Some time ago, business schools started making business ethics a required class. It goes by different names at different schools—perhaps, yours calls it Leadership and Responsibility, or Professional Responsibility, or Professional Ethics. Several schools instituted this requirement after the Enron and Worldcom scandals at the beginning of this decade. I’m not going to analyze the effectiveness of these additions, but I would like you, dear reader, to remember the current state of the economy and the MBAs who are partly responsible for getting it there. It’s a bit late for them to start applying the concepts they learned in that ethics class, don’t you think?
===
*GIVEN PROBLEM 1:* In the entries, from their first line up to and including the line containing "466], [1007, 541]]]", replace "layout" with "format" and write out those lines with nothing else changed.
===
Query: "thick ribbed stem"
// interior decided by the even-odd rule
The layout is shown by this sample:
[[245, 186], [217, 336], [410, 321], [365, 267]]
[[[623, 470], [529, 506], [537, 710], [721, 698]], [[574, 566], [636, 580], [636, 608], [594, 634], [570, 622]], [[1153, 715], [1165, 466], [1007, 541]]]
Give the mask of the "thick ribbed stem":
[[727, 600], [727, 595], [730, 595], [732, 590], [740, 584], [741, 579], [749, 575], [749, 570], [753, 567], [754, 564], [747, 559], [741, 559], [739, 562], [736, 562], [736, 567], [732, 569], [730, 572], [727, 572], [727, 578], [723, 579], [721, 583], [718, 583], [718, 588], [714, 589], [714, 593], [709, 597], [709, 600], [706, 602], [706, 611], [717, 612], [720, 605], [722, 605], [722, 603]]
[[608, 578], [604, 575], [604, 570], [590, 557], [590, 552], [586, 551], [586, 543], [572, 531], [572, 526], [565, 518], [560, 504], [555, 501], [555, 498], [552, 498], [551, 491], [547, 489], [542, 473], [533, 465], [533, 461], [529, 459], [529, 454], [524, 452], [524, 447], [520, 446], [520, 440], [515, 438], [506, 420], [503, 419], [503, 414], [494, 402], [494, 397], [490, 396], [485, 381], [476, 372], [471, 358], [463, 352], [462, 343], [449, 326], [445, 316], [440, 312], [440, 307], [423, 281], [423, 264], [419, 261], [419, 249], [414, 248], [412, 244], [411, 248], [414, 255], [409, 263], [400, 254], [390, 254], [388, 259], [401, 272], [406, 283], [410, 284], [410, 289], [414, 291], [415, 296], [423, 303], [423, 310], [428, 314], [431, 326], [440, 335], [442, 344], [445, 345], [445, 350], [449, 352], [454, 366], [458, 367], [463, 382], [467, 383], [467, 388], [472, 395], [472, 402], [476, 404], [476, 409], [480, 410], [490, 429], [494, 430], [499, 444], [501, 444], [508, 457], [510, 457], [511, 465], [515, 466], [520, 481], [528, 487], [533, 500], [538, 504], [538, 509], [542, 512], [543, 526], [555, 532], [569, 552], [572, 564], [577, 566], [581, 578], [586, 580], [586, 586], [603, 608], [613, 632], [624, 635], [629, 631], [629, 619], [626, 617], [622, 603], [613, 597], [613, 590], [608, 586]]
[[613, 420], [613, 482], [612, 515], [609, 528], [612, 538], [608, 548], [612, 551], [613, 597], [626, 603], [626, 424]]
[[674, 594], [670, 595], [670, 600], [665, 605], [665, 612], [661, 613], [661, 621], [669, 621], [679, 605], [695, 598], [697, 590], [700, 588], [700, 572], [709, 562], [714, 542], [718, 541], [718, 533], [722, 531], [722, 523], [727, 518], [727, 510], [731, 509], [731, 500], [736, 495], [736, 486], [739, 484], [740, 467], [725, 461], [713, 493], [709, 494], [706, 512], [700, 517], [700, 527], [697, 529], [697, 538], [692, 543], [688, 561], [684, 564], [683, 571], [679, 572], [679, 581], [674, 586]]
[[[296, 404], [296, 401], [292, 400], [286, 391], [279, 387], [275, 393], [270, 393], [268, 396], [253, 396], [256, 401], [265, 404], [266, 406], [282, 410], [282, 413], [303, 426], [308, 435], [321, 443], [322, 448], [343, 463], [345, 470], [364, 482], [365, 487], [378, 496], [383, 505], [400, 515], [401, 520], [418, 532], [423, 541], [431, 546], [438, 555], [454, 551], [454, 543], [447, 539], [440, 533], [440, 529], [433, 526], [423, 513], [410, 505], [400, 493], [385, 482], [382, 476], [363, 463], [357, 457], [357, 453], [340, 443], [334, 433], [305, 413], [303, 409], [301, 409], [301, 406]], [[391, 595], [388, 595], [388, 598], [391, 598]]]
===
*GIVEN PROBLEM 2:* Copy the passage on business ethics classes from "Some time ago, business" up to and including "don’t you think?".

*WRITTEN ANSWER 1:*
Query: "thick ribbed stem"
// interior decided by the even-odd rule
The format is shown by this sample:
[[245, 186], [217, 336], [410, 321], [365, 267]]
[[[623, 470], [529, 506], [537, 710], [721, 698]], [[574, 566], [636, 580], [636, 608], [594, 634], [570, 622]], [[1153, 715], [1165, 466], [1007, 541]]]

*WRITTEN ANSWER 2:*
Some time ago, business schools started making business ethics a required class. It goes by different names at different schools—perhaps, yours calls it Leadership and Responsibility, or Professional Responsibility, or Professional Ethics. Several schools instituted this requirement after the Enron and Worldcom scandals at the beginning of this decade. I’m not going to analyze the effectiveness of these additions, but I would like you, dear reader, to remember the current state of the economy and the MBAs who are partly responsible for getting it there. It’s a bit late for them to start applying the concepts they learned in that ethics class, don’t you think?